-- What this exercise asks --
**a)** Answer these questions using the music player article:
(i) Which player has long been on the writer's desktop?
(ii) What must Songbird do before it can load themes and plugins?
(iii) How many themes did the writer download for Songbird?
**b)** Please output the section of the music player article from "The interface is" to "bit of a pain.", copied word for word.

-- Supplied text --
──────

The Windows Music Player Battle

Since there is growing competition with music players on Windows lately, I decided to shop around and try them out. Can they replace Winamp? How does foobar2000, iTunes and Songbird measure up to the great Winamp?

I am an avid music listener with a large collection of music. To manage that I need a good media player. Before I start I'd like to say who is the current champion and long time player on my desktop. Winamp. There is a reason I don't want to use Winamp anymore. Winamp seperates playlist from media library and makes the media library a sort of addon. New players have a singular interface where all your controls and media is. The multi window thing just doesnt do it for me anymore. So I decided on this round of installing Windows XP for the millionth time, that I would shop around. The first contender:

Songbird

First impressions


Songbird looks promising and there has been a lot of hype about it online. There seems to be quite a community around it and there are plugins and skins to choose from. Everything from the website to the installation looks sharp and well done with pretty artwork.

Interface


The interface is nothing amazing, but then I wanted a tool, not a piece of art. I did however curiously download 2 themes that looked good on the plug in site, but looked pretty bland when I applied them. Also like Firefox(which is also XUL driven) the application needs to restart to load themes and plugins. This is a bit of a pain.

──────

-- Information shown --
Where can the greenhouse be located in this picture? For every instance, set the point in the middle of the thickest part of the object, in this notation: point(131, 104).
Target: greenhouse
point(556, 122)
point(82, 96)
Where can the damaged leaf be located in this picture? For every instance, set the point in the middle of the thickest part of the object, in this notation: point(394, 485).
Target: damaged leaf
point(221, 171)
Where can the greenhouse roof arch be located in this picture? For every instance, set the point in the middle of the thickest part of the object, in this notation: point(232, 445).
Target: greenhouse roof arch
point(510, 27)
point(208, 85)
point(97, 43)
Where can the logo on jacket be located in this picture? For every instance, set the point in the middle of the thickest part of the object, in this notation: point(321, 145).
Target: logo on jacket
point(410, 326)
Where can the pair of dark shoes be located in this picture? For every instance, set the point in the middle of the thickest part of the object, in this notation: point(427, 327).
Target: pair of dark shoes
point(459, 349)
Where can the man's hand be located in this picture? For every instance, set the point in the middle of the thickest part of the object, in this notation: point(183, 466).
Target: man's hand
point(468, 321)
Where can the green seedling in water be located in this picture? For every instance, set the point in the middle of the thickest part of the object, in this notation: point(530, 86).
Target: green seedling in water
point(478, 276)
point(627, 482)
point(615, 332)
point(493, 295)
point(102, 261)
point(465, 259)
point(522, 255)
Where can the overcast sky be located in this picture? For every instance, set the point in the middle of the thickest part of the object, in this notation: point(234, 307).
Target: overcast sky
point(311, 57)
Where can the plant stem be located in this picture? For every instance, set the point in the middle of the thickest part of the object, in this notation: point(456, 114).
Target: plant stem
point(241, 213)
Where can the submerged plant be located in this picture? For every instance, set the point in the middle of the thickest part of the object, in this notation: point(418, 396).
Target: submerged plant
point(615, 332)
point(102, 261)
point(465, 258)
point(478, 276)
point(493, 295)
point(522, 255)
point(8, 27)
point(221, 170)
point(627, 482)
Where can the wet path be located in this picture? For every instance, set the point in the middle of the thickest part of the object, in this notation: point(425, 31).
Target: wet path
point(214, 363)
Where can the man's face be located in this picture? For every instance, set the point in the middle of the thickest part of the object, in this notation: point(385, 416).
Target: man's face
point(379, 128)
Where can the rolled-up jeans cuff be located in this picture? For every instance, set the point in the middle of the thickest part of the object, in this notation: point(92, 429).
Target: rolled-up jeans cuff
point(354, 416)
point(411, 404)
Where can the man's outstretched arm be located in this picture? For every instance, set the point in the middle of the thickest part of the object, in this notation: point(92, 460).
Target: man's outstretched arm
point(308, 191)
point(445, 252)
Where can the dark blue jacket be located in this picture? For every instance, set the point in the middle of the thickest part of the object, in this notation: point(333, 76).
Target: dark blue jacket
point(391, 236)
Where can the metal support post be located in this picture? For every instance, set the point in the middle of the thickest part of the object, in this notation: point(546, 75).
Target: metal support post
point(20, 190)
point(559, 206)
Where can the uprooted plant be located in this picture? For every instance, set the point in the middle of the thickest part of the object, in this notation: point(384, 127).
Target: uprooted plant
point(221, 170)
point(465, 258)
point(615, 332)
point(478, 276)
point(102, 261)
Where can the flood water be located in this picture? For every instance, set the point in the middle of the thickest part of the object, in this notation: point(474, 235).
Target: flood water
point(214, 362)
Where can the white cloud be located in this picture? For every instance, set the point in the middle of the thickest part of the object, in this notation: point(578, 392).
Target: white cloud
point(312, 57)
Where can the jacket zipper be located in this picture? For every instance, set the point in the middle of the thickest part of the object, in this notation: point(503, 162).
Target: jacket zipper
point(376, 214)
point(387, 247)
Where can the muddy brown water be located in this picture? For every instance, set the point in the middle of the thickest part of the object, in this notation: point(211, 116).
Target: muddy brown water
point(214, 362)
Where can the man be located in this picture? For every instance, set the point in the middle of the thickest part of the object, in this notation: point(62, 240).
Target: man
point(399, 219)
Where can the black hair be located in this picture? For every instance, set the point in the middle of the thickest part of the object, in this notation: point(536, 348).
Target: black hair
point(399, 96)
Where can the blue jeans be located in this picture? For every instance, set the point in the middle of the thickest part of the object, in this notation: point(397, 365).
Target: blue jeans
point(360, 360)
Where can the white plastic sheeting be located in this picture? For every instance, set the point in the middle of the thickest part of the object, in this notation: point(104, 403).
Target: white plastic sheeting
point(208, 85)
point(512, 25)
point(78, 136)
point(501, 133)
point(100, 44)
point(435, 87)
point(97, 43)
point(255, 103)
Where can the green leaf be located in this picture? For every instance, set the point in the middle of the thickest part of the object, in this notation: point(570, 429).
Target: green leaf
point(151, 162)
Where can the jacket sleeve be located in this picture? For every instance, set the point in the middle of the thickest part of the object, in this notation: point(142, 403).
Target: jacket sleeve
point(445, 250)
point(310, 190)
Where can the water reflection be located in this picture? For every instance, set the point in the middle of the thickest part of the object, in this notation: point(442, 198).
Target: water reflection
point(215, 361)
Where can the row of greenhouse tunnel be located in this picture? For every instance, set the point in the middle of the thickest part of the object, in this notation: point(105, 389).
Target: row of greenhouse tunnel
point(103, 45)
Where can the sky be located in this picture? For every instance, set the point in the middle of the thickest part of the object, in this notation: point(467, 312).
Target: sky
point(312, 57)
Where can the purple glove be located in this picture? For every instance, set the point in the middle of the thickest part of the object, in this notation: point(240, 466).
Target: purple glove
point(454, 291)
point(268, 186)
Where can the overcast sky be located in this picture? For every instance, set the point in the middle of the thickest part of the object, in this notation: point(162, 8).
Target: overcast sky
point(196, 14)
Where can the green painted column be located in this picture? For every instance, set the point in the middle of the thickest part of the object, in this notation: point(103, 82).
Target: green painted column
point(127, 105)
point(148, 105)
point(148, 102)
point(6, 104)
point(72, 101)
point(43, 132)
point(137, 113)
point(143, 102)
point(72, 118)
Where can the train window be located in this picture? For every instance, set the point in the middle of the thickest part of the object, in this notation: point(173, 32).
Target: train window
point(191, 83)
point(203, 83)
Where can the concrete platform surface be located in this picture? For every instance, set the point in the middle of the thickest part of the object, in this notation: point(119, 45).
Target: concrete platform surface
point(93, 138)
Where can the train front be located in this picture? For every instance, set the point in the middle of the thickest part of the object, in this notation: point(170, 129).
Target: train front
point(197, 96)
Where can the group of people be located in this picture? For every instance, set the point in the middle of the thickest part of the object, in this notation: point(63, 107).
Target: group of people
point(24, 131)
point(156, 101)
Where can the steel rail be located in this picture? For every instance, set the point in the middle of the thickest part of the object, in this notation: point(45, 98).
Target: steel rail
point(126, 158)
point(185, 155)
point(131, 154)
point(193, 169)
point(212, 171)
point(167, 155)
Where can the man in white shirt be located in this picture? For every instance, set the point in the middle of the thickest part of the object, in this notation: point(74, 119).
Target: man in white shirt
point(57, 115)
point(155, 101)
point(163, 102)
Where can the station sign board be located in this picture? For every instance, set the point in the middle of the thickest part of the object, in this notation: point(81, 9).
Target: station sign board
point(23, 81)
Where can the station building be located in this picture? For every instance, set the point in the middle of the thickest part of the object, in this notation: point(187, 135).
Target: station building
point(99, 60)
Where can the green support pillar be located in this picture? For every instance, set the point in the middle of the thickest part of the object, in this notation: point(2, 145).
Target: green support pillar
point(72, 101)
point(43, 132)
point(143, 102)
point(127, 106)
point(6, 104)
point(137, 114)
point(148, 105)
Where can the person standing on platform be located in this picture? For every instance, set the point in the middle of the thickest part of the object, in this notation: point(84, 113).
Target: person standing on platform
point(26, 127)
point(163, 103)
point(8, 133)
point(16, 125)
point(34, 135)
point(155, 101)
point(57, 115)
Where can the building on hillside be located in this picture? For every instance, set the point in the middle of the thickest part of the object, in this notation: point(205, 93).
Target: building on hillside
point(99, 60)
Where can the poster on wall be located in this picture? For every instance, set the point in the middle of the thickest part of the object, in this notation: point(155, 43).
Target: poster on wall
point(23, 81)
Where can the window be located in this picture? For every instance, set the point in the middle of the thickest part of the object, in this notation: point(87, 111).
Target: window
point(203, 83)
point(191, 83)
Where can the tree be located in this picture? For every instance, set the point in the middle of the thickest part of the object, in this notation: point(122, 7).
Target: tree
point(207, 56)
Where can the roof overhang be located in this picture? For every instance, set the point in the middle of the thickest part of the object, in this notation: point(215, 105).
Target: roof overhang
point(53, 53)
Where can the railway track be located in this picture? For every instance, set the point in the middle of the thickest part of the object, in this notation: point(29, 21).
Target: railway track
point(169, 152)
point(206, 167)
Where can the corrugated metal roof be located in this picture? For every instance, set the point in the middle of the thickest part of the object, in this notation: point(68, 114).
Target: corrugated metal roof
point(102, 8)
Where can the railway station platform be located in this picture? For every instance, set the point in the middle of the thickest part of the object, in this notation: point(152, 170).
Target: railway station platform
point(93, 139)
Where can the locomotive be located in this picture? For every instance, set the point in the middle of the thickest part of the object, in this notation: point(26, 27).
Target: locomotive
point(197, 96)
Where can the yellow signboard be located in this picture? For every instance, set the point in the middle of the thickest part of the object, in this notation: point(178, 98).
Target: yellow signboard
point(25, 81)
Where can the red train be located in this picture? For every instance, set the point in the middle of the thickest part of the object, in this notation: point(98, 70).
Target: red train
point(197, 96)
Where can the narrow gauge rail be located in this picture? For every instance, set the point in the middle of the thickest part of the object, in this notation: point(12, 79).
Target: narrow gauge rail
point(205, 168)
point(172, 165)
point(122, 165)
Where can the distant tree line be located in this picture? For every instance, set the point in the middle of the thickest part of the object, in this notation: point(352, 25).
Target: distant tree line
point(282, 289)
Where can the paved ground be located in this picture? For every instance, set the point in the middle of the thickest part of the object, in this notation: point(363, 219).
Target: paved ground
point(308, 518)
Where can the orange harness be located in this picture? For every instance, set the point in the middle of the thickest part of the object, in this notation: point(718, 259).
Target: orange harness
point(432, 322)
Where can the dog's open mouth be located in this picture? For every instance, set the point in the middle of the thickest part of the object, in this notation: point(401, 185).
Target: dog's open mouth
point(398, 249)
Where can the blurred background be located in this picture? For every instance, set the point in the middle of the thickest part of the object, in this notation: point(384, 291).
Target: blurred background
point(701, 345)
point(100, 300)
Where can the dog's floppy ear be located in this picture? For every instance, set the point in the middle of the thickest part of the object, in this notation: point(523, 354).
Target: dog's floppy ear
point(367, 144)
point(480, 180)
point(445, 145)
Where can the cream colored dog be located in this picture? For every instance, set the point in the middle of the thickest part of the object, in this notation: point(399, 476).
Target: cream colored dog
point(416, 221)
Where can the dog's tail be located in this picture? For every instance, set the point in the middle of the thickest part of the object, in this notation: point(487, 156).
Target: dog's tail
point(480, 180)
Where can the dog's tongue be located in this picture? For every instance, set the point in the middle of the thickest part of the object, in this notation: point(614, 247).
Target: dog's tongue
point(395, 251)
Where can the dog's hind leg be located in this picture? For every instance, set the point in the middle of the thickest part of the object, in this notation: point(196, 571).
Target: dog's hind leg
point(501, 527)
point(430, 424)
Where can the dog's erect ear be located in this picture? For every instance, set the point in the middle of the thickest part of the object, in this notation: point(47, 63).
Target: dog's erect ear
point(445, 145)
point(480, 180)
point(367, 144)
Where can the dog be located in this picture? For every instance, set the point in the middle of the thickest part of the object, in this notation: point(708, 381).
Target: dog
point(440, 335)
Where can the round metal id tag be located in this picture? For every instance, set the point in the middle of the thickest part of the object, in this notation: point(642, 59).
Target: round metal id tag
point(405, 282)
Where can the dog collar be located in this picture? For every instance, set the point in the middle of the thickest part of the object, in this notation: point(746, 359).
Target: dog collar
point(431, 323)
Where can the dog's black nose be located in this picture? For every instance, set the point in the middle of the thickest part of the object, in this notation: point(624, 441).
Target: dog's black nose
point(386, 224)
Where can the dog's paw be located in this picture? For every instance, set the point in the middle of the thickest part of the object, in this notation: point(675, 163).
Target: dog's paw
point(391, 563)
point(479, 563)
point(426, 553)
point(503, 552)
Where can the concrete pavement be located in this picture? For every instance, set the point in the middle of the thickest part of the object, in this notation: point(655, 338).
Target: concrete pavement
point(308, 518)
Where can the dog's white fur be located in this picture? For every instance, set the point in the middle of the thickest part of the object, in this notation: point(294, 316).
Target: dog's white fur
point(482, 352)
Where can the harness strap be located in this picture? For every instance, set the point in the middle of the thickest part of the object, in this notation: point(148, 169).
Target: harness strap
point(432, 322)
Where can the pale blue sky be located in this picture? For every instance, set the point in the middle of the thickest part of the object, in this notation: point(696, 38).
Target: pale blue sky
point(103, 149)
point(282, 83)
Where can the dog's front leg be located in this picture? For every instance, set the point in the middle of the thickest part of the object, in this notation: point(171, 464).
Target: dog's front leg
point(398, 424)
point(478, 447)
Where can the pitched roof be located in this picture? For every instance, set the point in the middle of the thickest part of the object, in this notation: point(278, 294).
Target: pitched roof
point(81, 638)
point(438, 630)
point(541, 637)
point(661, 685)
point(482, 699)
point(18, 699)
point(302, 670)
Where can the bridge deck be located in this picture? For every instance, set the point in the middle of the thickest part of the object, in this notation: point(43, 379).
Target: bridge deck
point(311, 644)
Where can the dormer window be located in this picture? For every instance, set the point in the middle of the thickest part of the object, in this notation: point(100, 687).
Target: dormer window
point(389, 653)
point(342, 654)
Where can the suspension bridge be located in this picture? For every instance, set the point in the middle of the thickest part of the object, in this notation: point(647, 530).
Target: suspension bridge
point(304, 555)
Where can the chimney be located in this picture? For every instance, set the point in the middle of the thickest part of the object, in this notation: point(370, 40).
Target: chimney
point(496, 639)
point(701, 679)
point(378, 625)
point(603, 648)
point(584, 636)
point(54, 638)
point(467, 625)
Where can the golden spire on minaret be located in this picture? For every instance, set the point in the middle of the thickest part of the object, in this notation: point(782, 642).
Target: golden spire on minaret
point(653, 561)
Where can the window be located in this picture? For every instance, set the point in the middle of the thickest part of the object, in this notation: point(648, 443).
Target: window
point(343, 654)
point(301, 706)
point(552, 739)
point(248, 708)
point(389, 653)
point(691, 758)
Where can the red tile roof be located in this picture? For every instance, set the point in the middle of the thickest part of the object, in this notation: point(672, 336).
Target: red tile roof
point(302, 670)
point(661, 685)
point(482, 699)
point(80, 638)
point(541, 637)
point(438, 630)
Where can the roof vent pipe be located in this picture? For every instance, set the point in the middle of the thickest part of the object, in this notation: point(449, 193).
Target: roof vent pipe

──────

-- Final results --
**a)**
(i) Winamp
(ii) The application needs to restart.
(iii) 2

**b)**
The interface is nothing amazing, but then I wanted a tool, not a piece of art. I did however curiously download 2 themes that looked good on the plug in site, but looked pretty bland when I applied them. Also like Firefox(which is also XUL driven) the application needs to restart to load themes and plugins. This is a bit of a pain.